---------- TEXT PASSAGE ----------
Even as the president described a narrower role for the nation in Libya, the U.S. military has been carrying out an expansive and increasingly potent air campaign to compel the Libyan army to turn against Gadhafi.

The Obama administration has been reluctant to call the operation a war, seeking instead to emphasize involvement of a dozen other countries, particularly Italy, Britain and France. Obama, as he has in the past, portrayed the mission as a limited one and described the U.S. role as "supporting."

But interviews in recent days offer a fuller picture of U.S. involvement, and show it is far deeper than discussed in public and more instrumental to the fight than previously known.

From the air, the United States is supplying much more firepower than any other country, with U.S. bombing missions increasing to 107 Sunday, from 49 Thursday. The U.S. military also is taking the lead role in gathering intelligence, intercepting Libyan radio transmissions, for instance, and using the information to orchestrate attacks against Libyan forces.

The U.S. military over the weekend launched its first missions with AC-130 flying gunships and A-10 attack aircraft designed to strike enemy ground troops and supply convoys.

Use of the aircraft, during days of heavy fighting in which the momentum seemed to swing in favor of the rebels, demonstrated how allied military forces have been drawn deeper into the chaotic fight in Libya. A mission that initially seemed to revolve around establishing a no-fly zone has become focused on halting advances by government ground forces in and around key coastal cities.

AC-130s, armed with heavy machine guns and cannons that rake the ground, allow strikes on dug-in ground forces and convoys in closer proximity to civilians.

The planes are being used to step up pressure on Libyan ground troops who have retreated from the rebels' advance and fortified around several cities east of Tripoli, the capital.

Still, Vice Adm. William Gortney, director of the Pentagon's Joint Staff, emphasized that the military was not using the planes to facilitate a rebel advance.

Military officials consider AC-130s and A-10s well-suited to attacks in built-up areas, although their use has led to civilian deaths. Unlike fighter jets and bombers, which typically carry 500- or 1,000-pound bombs, AC-130s and A-10s deliver more discriminate but still devastating machine-gun fire.

AC-130s were used to great effect during the two U.S. offensives in Fallujah, a stronghold of the insurgent group al-Qaida in Iraq in the early days of the Iraq war. In Afghanistan, the military considers them particularly effective against entrenched militants, and commanders have complained frequently that they are in too short supply.
----------
**PROBLEMS TO WORK ON:**
1 – Retype the passage on the U.S. air campaign in Libya from "AC-130s, armed with" to "Tripoli, the capital.".
2 – In the passage on the U.S. air campaign in Libya, how many U.S. bombing missions were flown on Sunday?
---------- SUPPLIED MATERIAL ----------
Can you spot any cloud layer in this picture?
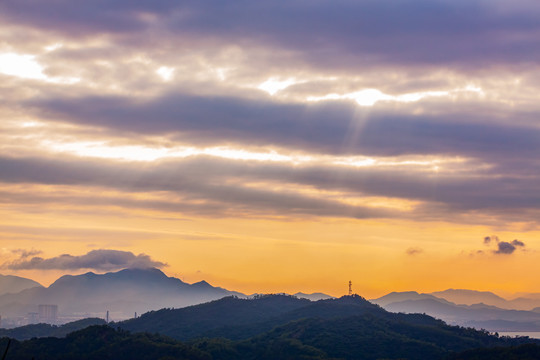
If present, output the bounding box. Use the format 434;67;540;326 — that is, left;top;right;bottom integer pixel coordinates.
2;249;167;271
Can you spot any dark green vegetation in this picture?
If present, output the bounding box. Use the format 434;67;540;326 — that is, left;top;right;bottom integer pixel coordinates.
0;295;539;360
0;318;105;340
448;344;540;360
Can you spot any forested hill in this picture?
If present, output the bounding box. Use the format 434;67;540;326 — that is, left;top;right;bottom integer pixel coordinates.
115;295;387;340
0;313;540;360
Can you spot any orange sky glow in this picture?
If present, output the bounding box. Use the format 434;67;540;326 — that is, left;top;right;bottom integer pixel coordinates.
0;2;540;298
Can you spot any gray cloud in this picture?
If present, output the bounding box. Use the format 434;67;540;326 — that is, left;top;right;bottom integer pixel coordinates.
2;249;167;270
0;0;540;67
493;239;525;255
26;94;540;159
484;235;499;245
405;247;424;256
0;150;540;221
11;249;43;259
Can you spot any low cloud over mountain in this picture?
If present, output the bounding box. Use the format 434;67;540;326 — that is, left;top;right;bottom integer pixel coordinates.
2;249;167;270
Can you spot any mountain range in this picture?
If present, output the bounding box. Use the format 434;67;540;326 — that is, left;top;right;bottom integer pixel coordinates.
0;275;43;296
0;295;540;360
371;289;540;332
0;268;540;331
0;269;245;320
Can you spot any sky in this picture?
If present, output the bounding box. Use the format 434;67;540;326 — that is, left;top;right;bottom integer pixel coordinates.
0;0;540;298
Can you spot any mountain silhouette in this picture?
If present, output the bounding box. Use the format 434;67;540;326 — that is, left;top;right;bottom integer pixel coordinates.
0;268;245;320
0;275;42;295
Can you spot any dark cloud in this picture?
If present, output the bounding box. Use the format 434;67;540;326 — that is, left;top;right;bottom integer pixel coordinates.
0;0;540;67
11;249;43;259
405;247;424;256
511;239;525;247
493;240;525;255
26;94;540;160
0;149;540;221
2;249;167;271
484;235;499;245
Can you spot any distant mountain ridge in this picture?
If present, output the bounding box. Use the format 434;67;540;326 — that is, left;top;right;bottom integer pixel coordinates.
371;289;540;331
0;268;245;320
0;295;540;360
0;275;43;295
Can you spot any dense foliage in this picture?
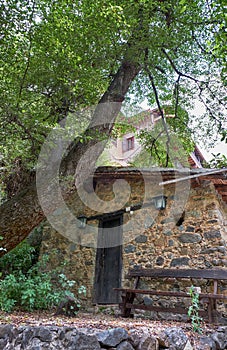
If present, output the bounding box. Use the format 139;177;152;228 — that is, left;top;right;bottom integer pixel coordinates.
0;0;227;254
0;0;226;178
0;241;86;314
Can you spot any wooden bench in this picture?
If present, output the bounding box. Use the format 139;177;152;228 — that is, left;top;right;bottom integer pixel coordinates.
114;268;227;323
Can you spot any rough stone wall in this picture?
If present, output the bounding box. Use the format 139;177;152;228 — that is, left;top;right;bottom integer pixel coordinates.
41;172;227;302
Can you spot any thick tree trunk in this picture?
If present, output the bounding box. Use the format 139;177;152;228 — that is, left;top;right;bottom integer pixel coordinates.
0;61;140;251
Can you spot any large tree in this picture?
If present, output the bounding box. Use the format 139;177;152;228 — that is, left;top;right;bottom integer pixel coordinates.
0;0;226;250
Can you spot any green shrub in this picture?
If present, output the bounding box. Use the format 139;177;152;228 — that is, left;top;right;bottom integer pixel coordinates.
0;243;86;312
0;240;35;276
188;286;202;333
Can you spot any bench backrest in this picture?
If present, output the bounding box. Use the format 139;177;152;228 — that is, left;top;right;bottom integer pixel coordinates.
126;268;227;280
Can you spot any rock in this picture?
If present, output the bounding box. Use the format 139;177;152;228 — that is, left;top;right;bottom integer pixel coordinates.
66;333;101;350
178;233;202;243
170;257;190;267
196;336;216;350
96;327;128;347
137;334;159;350
159;327;188;350
117;341;134;350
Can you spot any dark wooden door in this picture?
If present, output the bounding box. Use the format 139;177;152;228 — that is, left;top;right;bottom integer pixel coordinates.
94;217;122;304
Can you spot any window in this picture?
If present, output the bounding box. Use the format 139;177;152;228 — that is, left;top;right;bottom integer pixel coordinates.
122;136;134;152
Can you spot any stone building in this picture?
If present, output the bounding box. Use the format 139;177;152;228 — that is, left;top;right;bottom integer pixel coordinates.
41;168;227;314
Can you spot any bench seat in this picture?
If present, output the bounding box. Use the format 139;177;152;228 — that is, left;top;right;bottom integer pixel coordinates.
114;268;227;323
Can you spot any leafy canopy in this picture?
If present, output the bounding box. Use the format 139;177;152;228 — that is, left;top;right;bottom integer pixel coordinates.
0;0;227;180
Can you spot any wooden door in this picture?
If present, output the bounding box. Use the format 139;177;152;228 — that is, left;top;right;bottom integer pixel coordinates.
94;216;122;304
----------
**ANSWER SET:**
1 –
AC-130s, armed with heavy machine guns and cannons that rake the ground, allow strikes on dug-in ground forces and convoys in closer proximity to civilians.

The planes are being used to step up pressure on Libyan ground troops who have retreated from the rebels' advance and fortified around several cities east of Tripoli, the capital.

2 – 107